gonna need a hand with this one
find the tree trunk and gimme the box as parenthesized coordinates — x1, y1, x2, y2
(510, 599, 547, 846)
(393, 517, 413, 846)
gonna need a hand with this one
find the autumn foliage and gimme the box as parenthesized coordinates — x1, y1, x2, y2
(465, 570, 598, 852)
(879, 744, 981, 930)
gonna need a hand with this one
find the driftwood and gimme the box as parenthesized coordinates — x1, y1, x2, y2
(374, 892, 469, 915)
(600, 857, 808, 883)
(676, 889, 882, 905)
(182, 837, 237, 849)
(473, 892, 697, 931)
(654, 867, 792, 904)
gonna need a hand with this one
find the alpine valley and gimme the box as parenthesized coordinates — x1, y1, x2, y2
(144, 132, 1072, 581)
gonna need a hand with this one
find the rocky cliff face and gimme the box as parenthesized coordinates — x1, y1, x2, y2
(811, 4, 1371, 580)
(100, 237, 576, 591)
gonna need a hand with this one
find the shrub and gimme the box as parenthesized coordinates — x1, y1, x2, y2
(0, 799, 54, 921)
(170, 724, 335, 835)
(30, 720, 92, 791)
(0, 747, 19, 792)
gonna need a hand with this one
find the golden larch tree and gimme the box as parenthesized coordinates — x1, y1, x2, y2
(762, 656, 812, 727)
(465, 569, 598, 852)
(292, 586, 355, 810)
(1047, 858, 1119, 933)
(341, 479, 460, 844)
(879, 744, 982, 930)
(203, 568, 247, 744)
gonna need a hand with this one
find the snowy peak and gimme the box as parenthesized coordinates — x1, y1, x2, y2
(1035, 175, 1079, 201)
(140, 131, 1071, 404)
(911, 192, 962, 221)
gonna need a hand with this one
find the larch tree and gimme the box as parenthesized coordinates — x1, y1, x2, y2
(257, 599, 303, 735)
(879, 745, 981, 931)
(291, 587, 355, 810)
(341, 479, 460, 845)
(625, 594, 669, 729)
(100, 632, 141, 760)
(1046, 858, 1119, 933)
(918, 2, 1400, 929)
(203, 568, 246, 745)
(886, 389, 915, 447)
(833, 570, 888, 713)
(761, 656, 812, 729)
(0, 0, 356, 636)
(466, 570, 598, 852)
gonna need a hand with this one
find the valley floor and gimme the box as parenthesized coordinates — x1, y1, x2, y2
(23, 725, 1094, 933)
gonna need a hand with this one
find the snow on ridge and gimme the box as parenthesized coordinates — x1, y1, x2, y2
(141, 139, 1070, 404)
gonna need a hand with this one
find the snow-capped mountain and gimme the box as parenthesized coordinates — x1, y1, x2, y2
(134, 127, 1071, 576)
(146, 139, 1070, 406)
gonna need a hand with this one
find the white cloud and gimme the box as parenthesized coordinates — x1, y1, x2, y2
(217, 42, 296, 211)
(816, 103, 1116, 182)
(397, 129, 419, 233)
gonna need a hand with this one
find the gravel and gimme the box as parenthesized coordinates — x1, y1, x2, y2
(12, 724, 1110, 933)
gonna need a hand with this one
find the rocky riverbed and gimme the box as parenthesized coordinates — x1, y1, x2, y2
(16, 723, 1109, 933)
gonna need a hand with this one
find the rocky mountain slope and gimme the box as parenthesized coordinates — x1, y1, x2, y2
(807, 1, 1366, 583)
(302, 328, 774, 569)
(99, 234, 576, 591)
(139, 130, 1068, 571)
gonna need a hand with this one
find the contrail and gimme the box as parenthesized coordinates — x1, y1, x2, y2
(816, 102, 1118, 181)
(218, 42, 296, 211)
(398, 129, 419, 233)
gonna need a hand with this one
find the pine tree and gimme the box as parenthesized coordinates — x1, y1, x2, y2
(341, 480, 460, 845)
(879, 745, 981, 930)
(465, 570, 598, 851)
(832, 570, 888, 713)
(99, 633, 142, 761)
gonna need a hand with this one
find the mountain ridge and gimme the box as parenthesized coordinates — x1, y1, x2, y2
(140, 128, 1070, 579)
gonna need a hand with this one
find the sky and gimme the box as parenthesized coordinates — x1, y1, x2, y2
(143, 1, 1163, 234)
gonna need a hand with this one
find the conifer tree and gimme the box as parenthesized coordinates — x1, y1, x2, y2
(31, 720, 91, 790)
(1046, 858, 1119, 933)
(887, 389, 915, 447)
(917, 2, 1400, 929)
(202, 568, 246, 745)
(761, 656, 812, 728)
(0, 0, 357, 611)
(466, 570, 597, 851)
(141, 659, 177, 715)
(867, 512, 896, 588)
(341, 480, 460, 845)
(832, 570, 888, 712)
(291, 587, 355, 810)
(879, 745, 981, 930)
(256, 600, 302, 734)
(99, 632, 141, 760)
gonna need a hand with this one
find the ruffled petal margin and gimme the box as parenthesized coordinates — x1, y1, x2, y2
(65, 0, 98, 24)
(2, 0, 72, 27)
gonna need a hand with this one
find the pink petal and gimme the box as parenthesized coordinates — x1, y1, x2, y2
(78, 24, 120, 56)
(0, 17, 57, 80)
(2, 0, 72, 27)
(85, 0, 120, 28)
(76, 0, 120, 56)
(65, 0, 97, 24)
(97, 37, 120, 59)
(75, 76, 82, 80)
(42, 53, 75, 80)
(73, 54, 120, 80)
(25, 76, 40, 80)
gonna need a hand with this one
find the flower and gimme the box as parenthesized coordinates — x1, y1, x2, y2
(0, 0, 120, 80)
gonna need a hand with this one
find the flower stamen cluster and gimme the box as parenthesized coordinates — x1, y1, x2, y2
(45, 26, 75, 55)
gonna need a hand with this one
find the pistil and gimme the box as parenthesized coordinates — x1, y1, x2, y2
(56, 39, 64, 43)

*WHAT TO DO*. The whole listing, word for word, is the required answer.

*RESPONSE BELOW*.
gonna need a hand with this one
find the tree trunk and gimme the box as parenthesized coordinates — x1, y1, x2, y2
(510, 599, 547, 846)
(393, 517, 413, 846)
gonna need a hand with this one
find the autumn foliage and gimme the box as parenthesized coordinates — x1, y1, x2, y2
(465, 570, 598, 852)
(879, 744, 981, 930)
gonna need a hand with this one
find the driftwood and gimme the box as parenthesized coordinates — x1, y1, x2, y2
(374, 892, 469, 915)
(600, 857, 808, 883)
(676, 889, 882, 905)
(182, 837, 237, 849)
(473, 892, 697, 931)
(654, 867, 792, 904)
gonna need a hand with this one
find the alpine valley and gimme the box as parenthesized coordinates — x1, y1, x2, y2
(144, 132, 1072, 581)
gonna need a hand with this one
find the rocky cliff face and gimme the box as parenthesized coordinates — x1, y1, x2, y2
(811, 4, 1371, 580)
(100, 237, 576, 591)
gonna need a hand with this one
find the shrub and gimme the box as parenthesized coordinates — x1, y1, x2, y2
(0, 799, 54, 921)
(170, 724, 335, 835)
(30, 720, 92, 791)
(0, 747, 19, 792)
gonna need a hand with this one
find the golden larch tree and gimme the box as parenthesized coordinates — x1, y1, x2, y2
(762, 656, 812, 727)
(465, 569, 598, 852)
(292, 586, 355, 810)
(1047, 858, 1119, 933)
(341, 479, 460, 844)
(879, 744, 982, 930)
(203, 568, 247, 744)
gonna need a hand with this one
find the snowy peak and gimme the box as parenthesized coordinates — x1, y1, x2, y2
(1035, 175, 1079, 201)
(140, 131, 1071, 404)
(911, 192, 962, 221)
gonna need a hand with this one
find the larch tree and gimme the box as parenthesized coordinates — x1, y1, x2, y2
(257, 599, 303, 735)
(879, 745, 981, 931)
(291, 587, 355, 810)
(341, 479, 460, 845)
(625, 594, 669, 729)
(100, 632, 141, 760)
(1046, 858, 1119, 933)
(918, 2, 1400, 929)
(203, 568, 246, 745)
(886, 389, 915, 447)
(833, 570, 888, 713)
(761, 656, 812, 729)
(0, 0, 356, 636)
(466, 570, 598, 852)
gonna need a hand with this one
find the valley floor and gimme the box as parenthesized coordinates — x1, y1, x2, y2
(23, 725, 1094, 933)
gonna need a hand with this one
find the snow on ridge and gimme the box as parenthesized coordinates — x1, y1, x2, y2
(141, 139, 1070, 404)
gonna need a hand with this one
find the snow-capped mountain and gimme the box as parenthesized coordinates — x1, y1, x2, y2
(134, 127, 1071, 576)
(146, 139, 1070, 406)
gonna need a hand with this one
find the white cloud and gimme the box as parenthesized coordinates — x1, y1, x2, y2
(217, 42, 296, 211)
(816, 103, 1116, 182)
(397, 129, 419, 233)
gonna need a hand with this one
find the gravel and gimme the box as parenthesized coordinates — x1, y1, x2, y2
(12, 724, 1110, 933)
gonna need a hand with this one
find the rocky riverbed and gimme the box as parenthesized coordinates — x1, y1, x2, y2
(16, 723, 1109, 933)
gonna need a hand with this one
find the rocky mountain slope and gimme the box as parenthesized coordinates — x1, y1, x2, y2
(807, 1, 1366, 583)
(302, 328, 774, 569)
(99, 234, 576, 591)
(139, 130, 1068, 571)
gonna need a hand with this one
find the contrail and gimme the box as parenthesized coordinates — x1, y1, x2, y2
(816, 102, 1118, 181)
(218, 42, 296, 211)
(398, 129, 419, 233)
gonna need a hand with this one
find the pine tree and gimme the box as parenthesized coordinates — x1, y1, x2, y2
(341, 480, 460, 845)
(879, 745, 981, 930)
(465, 570, 598, 851)
(832, 570, 888, 713)
(99, 633, 142, 761)
gonna need a hand with this one
find the mountain ridge and gimme the box as parenthesized coordinates — x1, y1, x2, y2
(140, 128, 1070, 579)
gonna need a hand with this one
find the sky and gimme the box as parenthesized coordinates — x1, y1, x2, y2
(143, 1, 1163, 234)
gonna need a hand with this one
find the conifer tree and gimme the box as parenthesized coordinates — x1, y1, x2, y2
(31, 720, 91, 790)
(1046, 858, 1119, 933)
(887, 389, 915, 447)
(917, 2, 1400, 929)
(202, 568, 246, 745)
(761, 656, 812, 728)
(0, 0, 357, 611)
(466, 570, 597, 851)
(141, 659, 177, 715)
(867, 512, 896, 588)
(341, 480, 460, 845)
(832, 570, 888, 712)
(291, 587, 355, 810)
(879, 745, 981, 930)
(256, 600, 302, 734)
(99, 632, 141, 760)
gonna need a hand with this one
find the ruffled petal margin and gimme the box as parenthesized coordinates — x1, y1, x2, y2
(65, 0, 98, 24)
(2, 0, 72, 27)
gonna need a hand with this one
find the pink petal and gimme the box as parenthesized coordinates — x1, y1, x2, y2
(78, 24, 120, 56)
(0, 17, 57, 80)
(2, 0, 72, 27)
(85, 0, 120, 28)
(76, 0, 120, 56)
(65, 0, 97, 24)
(97, 37, 120, 59)
(75, 76, 82, 80)
(42, 53, 75, 80)
(73, 54, 120, 80)
(25, 76, 40, 80)
gonna need a hand with this one
find the flower and gimme the box as parenthesized coordinates — x1, y1, x2, y2
(0, 0, 120, 80)
gonna need a hand with this one
find the flower stamen cluster and gimme the box as parenthesized coordinates — x1, y1, x2, y2
(45, 26, 75, 55)
gonna need a hand with this one
find the pistil and gimme the box as parenthesized coordinates — x1, y1, x2, y2
(56, 39, 64, 43)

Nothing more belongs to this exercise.